(begin)

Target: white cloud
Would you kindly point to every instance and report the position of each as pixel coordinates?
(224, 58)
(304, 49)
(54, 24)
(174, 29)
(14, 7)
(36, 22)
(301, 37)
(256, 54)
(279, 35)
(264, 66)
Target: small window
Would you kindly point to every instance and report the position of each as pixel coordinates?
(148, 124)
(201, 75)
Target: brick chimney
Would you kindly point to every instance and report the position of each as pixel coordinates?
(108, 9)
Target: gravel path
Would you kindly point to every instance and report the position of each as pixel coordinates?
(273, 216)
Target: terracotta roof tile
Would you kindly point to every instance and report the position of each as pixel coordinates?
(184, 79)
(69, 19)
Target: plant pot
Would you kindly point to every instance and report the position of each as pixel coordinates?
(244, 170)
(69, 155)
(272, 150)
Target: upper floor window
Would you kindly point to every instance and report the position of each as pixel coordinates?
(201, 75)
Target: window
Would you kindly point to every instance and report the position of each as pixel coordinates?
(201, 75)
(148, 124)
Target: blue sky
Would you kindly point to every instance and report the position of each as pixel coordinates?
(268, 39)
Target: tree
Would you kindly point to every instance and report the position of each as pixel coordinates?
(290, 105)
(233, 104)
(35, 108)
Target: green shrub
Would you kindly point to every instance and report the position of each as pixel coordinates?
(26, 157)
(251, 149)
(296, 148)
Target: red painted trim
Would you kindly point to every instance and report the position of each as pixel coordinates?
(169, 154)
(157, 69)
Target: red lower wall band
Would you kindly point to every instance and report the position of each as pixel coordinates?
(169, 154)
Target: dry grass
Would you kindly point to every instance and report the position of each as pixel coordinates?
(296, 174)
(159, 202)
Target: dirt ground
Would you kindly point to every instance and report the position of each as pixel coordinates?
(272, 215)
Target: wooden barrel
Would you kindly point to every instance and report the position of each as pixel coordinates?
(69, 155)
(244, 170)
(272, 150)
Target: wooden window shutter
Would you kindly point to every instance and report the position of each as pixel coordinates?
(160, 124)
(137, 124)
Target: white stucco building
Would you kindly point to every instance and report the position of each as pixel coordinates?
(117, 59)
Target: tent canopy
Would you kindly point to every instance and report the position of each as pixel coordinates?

(end)

Restate the listing in full, word for word.

Finished task:
Target: white cloud
Would you kindly point to every instance and report the position of each as pixel coordinates?
(224, 58)
(304, 49)
(54, 24)
(174, 29)
(14, 7)
(36, 22)
(301, 37)
(256, 54)
(279, 35)
(264, 66)
Target: small window
Would you kindly point to every instance and report the position of each as pixel coordinates?
(148, 124)
(201, 75)
Target: brick chimney
Would you kindly point to every instance and report the position of each as pixel coordinates?
(108, 9)
Target: gravel path
Would you kindly point to every instance and report the position of each as pixel coordinates?
(273, 216)
Target: terracotta roof tile
Would you kindly point to every instance and report the position of each as pixel coordinates?
(184, 79)
(69, 19)
Target: plant pot
Would you kindly point to every instance and report the position of each as pixel coordinates?
(244, 170)
(69, 155)
(272, 150)
Target: upper floor window
Would you kindly point to every instance and report the position of each as pixel coordinates?
(201, 75)
Target: window
Would you kindly point to every instance and report the position of each as pixel coordinates?
(201, 75)
(148, 124)
Target: blue sky
Would you kindly point to every instance and report the position of each as pixel coordinates?
(268, 39)
Target: tree
Would you kindly point to every instance and report the position of each as pixel coordinates?
(290, 105)
(233, 104)
(35, 108)
Target: green shrub
Would you kindly point to every instance and report the position of each as pixel coordinates?
(26, 157)
(251, 149)
(296, 148)
Target: red painted trim
Would you kindly point to every instance and report the position of each as pixel coordinates?
(169, 154)
(157, 69)
Target: red lower wall band
Would you kindly point to every instance and report the position of each as pixel coordinates?
(169, 154)
Target: dry grass
Would you kindly point to every instance and report the position of each as pixel coordinates?
(296, 174)
(159, 202)
Target: dirt ground
Would you kindly point to every instance and report the position of each as pixel coordinates?
(272, 215)
Target: wooden barrel
Would you kindly point to every instance and report the position of each as pixel coordinates?
(69, 155)
(244, 170)
(272, 150)
Target: wooden window shutter
Would you kindly point to every instance and report the position of each as pixel coordinates?
(160, 124)
(137, 124)
Target: white stucco building
Would you kindly point to every instance and report the position of each as pixel coordinates?
(117, 59)
Target: tent canopy
Would you kindly point to every instance and report the position of each as pixel coordinates?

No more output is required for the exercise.